Exercise prompt:
Pull out every line of the data below that contains the word "power", matching case exactly.

-------- Supplied entries

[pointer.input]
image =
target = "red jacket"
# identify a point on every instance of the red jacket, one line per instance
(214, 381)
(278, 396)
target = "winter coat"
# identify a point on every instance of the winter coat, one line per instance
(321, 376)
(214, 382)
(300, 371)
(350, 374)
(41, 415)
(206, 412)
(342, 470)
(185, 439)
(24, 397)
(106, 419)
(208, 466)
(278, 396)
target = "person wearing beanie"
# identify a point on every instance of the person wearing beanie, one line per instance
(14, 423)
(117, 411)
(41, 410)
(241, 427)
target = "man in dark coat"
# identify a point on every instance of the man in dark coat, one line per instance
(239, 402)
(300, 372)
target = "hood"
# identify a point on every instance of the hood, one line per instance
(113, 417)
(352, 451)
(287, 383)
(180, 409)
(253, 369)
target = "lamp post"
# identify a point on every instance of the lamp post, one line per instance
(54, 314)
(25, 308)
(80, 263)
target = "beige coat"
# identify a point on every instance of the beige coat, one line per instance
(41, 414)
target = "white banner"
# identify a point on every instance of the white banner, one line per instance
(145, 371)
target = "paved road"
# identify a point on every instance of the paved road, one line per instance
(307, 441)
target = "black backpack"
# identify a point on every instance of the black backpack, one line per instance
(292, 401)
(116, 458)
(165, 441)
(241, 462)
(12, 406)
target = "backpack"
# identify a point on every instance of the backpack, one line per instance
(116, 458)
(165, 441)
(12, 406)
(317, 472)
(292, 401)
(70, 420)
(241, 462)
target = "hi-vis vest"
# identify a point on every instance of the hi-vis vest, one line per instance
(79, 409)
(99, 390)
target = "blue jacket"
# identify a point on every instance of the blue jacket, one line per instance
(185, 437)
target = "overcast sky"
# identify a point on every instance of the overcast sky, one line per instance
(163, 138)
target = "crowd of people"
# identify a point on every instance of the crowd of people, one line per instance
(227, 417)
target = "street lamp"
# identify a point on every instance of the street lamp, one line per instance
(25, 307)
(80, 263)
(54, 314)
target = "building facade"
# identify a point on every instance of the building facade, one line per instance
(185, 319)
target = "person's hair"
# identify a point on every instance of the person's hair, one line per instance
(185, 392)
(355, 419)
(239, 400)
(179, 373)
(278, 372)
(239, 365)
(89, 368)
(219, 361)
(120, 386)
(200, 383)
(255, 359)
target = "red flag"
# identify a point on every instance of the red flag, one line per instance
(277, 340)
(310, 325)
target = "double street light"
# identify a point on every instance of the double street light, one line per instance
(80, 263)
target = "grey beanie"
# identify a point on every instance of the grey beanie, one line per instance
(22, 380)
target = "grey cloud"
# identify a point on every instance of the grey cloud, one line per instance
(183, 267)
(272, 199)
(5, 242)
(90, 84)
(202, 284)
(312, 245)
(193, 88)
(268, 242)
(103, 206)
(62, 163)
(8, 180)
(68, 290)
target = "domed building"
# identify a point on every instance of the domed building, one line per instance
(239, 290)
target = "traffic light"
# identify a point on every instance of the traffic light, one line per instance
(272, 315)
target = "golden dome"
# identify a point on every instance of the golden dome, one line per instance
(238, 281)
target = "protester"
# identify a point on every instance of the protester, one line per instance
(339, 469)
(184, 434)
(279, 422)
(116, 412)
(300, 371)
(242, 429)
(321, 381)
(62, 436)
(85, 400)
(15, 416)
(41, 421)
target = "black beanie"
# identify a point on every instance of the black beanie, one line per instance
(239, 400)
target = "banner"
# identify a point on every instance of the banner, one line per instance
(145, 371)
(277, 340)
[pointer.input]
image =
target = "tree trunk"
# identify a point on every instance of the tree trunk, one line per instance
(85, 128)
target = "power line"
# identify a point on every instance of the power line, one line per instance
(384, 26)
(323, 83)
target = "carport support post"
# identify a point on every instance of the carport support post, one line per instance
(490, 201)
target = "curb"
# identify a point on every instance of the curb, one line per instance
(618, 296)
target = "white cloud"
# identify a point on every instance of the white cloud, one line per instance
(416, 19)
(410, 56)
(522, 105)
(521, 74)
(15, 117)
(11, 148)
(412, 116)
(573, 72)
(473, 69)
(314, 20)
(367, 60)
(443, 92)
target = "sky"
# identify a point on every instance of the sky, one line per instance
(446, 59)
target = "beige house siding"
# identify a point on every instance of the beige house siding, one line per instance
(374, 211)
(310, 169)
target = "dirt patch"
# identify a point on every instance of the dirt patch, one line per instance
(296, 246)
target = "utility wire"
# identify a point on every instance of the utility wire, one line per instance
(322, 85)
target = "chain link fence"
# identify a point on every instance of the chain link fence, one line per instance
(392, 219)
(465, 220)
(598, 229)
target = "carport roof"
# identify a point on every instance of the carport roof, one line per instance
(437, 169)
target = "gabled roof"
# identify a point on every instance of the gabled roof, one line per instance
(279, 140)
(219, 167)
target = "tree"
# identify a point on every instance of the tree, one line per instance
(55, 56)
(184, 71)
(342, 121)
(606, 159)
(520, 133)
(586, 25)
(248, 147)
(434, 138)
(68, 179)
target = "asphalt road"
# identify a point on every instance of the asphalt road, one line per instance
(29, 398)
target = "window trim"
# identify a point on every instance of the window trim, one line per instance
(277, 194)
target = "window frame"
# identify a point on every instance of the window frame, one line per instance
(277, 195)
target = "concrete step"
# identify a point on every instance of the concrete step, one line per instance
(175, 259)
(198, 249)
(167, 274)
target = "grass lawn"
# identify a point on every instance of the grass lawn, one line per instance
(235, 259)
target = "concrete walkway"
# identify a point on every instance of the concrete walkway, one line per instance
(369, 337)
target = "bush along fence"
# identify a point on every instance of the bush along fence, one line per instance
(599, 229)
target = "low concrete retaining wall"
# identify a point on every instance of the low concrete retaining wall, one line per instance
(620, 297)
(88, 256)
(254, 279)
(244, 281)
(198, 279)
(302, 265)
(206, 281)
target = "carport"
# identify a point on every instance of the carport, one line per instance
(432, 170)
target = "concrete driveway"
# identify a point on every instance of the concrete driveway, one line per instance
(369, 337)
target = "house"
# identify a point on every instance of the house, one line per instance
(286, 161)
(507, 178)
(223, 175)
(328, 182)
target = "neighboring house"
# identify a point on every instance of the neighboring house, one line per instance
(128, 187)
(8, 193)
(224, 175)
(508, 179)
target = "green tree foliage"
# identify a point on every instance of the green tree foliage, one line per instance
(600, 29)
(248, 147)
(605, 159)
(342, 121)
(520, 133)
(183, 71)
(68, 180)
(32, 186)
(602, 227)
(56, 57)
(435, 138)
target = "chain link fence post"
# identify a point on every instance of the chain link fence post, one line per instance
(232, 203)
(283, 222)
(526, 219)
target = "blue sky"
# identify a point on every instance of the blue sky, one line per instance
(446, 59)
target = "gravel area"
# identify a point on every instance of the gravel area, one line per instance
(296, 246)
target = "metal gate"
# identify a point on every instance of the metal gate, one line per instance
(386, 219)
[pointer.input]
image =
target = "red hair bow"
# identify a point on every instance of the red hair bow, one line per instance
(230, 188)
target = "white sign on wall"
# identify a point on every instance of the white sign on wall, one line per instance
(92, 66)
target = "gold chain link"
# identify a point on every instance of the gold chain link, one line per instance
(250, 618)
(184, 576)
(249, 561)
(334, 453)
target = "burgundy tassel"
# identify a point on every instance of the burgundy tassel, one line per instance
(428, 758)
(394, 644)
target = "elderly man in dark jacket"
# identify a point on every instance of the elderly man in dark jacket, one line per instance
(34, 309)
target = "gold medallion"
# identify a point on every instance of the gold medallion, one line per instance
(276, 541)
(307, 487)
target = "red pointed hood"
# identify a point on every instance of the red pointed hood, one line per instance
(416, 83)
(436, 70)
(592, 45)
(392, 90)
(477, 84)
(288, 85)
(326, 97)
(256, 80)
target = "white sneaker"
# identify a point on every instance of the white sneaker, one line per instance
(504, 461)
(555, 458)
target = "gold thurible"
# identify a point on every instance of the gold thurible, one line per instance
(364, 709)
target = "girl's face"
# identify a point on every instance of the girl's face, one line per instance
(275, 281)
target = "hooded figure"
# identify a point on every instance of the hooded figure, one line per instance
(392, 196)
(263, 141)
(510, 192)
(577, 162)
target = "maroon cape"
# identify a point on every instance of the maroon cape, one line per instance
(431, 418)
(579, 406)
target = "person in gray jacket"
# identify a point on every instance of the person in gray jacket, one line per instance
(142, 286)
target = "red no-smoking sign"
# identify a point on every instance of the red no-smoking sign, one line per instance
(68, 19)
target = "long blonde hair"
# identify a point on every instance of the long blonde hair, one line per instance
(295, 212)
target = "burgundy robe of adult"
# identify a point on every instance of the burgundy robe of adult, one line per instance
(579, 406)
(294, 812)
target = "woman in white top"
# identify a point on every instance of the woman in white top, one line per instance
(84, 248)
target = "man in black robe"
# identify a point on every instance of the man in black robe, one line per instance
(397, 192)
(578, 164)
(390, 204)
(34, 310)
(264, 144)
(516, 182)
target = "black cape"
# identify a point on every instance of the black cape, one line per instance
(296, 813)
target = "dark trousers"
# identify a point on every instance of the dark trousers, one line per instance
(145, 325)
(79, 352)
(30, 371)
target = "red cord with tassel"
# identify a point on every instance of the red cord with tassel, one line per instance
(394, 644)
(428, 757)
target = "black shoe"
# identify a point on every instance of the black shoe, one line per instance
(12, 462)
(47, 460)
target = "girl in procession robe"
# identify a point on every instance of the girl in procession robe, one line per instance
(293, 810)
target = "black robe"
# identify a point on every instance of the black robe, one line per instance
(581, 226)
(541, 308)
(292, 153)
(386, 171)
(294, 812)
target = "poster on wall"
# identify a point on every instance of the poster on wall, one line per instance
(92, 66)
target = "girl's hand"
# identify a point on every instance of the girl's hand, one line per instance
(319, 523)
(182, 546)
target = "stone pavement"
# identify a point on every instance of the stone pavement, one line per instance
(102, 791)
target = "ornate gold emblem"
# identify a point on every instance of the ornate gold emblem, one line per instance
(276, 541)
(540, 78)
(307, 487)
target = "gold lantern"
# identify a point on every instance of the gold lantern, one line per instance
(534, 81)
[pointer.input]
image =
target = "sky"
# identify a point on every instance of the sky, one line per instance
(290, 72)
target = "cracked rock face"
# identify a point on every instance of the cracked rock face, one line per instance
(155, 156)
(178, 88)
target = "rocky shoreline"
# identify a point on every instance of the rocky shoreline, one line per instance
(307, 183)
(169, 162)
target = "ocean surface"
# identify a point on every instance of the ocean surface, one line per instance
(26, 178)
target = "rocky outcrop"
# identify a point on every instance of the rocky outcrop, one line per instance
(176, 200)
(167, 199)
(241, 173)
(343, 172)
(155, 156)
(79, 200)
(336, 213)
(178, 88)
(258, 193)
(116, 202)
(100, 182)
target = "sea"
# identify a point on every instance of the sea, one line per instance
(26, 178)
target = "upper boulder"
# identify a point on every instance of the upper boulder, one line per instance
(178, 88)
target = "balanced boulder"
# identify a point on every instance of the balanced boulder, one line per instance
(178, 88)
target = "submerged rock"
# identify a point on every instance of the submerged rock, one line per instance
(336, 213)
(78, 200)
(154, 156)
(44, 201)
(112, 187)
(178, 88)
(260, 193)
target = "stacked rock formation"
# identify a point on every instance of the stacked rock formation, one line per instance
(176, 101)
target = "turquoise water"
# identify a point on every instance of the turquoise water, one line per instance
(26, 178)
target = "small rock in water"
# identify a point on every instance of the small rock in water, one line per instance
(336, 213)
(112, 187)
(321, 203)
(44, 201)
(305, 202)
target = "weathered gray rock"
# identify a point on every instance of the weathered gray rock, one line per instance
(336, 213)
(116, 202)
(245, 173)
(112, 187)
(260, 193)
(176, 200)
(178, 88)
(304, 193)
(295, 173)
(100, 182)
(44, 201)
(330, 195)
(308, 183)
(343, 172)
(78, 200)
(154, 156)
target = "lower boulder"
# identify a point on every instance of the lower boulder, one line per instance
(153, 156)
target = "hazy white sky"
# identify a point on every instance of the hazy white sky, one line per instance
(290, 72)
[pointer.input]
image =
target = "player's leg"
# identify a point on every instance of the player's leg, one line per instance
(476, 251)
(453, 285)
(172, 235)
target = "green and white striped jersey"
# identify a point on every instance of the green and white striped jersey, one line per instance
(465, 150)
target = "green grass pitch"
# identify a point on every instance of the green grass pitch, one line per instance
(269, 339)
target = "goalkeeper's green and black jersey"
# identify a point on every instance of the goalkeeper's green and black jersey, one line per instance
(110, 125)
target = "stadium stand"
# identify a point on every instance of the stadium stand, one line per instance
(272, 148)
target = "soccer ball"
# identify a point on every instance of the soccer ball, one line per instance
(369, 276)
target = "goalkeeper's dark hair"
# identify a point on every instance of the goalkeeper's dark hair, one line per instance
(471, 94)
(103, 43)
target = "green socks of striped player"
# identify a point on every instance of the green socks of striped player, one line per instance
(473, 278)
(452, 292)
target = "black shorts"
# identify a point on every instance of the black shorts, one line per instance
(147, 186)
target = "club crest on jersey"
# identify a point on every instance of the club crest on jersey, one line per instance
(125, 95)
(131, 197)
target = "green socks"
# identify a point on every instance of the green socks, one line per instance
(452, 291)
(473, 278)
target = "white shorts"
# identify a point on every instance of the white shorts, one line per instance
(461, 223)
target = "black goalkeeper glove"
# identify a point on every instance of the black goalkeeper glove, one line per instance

----------------

Task response:
target = "power line"
# identify a point on every instance of the power line, one line per instance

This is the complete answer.